Istruzioni di lavoro
[a] Secondo il brano sull'indagine della Procura di Viterbo, in quale notte fu trovato morto Attilio Manca?
[b] Conta le righe che contengono la stringa "with" e scrivi soltanto il numero.

Brano di lettura

Viterbo: la Procura lo indaga per le sue di­chiarazioni al processo

La Procura di Viterbo iscrive nel regi­stro degli indagati l’ex pm per alcune dichiarazioni rilasciate durante l’udien­za preliminare al processo per la morte del giovane urologo di Barcellona P.G.

Palermo. “Mostruosità giuridica”. Non usa mezzi termini l’avvocato della fami­glia Manca, Antonio Ingroia (che lavora in team col collega Fabio Repici). A Viter­bo il pm Renzo Petroselli lo accusa di aver in­colpato ingiustamente il dirigente della Squadra Mobile di Viterbo, Salvatore Gava, di falso ideologico per la sua infor­mativa relativa alla morte di Attilio Man­ca, trovato morto nella sua casa di Vi­terbo nella notte tra l’11 e il 12 febbraio 2004.

Le accuse di “depistaggio” con costru­zione di prove false secondo Petro­selli sono state pronunciate nell’udienza preli­minare del 3 febbraio scor­so, unica impu­tata la ro­mana Monica Mi­leti, accusata di aver ce­duto la dose di eroina che ha cau­sato la morte di Manca. Ingroia sottolinea l’evi­dente anomalia dell’avviso di garan­zia: è la prima volta che un avvocato viene in­criminato per ca­lunnia per ciò che ha di­chiarato in udien­za. Bisogna essere “anal­fabeti del diritto” – ribadisce – per non co­noscere che l’art. 598 del codice pe­nale prevede una specifi­ca causa di non punibi­lità per le offese contenute negli scritti e discorsi che le parti, pm e di­fensori, rendo­no davanti all’Autorità giu­diziaria..

Il 9 gennaio il giornalista di Chi l’ha vi­sto Paolo Fattori aveva confrontato il ver­bale della Mobile di Viterbo, gui­data all’epo­ca da Salvatore Gava, coi re­gistri dell’ospedale “Belcolle” dove Atti­lio Man­ca lavorava. Dal confronto emerge che non era in ospedale nei giorni del ri­covero di Bernardo Provenzano a Marsi­glia.

Righe di origine

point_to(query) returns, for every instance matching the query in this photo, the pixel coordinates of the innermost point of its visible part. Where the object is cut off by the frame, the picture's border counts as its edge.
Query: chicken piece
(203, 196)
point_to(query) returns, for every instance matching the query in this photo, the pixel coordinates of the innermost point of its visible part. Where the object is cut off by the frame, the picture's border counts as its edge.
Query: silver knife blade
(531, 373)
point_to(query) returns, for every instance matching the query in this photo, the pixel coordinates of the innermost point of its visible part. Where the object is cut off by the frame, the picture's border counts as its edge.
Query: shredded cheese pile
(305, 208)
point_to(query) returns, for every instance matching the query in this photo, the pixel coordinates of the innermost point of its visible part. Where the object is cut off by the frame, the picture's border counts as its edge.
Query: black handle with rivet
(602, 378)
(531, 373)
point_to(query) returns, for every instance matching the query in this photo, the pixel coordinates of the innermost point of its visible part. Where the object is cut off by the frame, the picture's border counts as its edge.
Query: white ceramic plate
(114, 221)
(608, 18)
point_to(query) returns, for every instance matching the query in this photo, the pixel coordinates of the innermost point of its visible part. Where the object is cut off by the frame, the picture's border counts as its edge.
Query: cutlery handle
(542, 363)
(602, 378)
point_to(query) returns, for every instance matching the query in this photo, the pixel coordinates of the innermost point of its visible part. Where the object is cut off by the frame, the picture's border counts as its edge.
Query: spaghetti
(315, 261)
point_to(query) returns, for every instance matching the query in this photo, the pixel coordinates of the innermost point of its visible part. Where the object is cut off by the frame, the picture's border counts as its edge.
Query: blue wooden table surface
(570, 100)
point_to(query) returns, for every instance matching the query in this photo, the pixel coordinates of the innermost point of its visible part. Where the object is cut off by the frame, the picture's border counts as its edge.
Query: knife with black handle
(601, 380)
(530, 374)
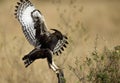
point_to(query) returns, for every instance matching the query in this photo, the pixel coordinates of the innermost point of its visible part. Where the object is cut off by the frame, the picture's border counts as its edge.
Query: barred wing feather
(23, 14)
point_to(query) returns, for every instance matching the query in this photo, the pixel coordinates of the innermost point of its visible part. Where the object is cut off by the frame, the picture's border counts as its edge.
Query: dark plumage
(35, 30)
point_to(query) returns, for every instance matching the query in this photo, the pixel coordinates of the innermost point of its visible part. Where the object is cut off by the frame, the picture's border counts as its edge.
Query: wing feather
(61, 44)
(24, 9)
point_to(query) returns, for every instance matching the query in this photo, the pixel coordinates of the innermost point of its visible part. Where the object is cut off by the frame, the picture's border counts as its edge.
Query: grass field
(81, 20)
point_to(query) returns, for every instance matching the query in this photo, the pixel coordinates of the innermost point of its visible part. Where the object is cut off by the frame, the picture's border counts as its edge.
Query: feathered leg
(40, 54)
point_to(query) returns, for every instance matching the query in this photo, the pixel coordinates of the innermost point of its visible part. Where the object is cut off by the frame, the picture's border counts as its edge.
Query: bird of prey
(46, 43)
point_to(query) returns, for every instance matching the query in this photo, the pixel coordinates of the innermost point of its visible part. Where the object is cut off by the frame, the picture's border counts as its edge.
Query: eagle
(46, 43)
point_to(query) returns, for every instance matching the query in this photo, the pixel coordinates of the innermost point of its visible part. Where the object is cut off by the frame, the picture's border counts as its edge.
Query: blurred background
(83, 21)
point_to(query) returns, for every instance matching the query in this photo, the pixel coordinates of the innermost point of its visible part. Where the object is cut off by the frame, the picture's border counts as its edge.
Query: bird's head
(36, 14)
(58, 34)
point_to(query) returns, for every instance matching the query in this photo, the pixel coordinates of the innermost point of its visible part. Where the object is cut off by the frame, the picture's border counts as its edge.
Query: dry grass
(81, 21)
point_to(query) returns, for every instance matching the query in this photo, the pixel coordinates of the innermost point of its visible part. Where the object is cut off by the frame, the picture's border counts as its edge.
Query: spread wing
(30, 18)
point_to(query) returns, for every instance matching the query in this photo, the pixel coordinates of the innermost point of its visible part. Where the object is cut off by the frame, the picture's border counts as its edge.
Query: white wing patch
(23, 14)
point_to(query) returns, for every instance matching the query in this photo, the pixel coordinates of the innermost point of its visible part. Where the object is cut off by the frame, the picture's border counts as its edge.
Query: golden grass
(85, 20)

Risposte
[a] Nella notte tra l'11 e il 12 febbraio 2004.

[b] 2